>> Start PROVIDED RECORDS

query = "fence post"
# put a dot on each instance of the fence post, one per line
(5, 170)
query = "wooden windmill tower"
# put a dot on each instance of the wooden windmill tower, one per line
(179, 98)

>> End PROVIDED RECORDS

> _WHAT IS REQUIRED_: Can you convert every line of the entries above into a JSON list of strings, one string per line, leaving out any blank lines?

> _ANSWER TO THIS EXERCISE_:
[
  "query = \"fence post\"",
  "# put a dot on each instance of the fence post, one per line",
  "(5, 170)",
  "query = \"wooden windmill tower\"",
  "# put a dot on each instance of the wooden windmill tower, one per line",
  "(179, 98)"
]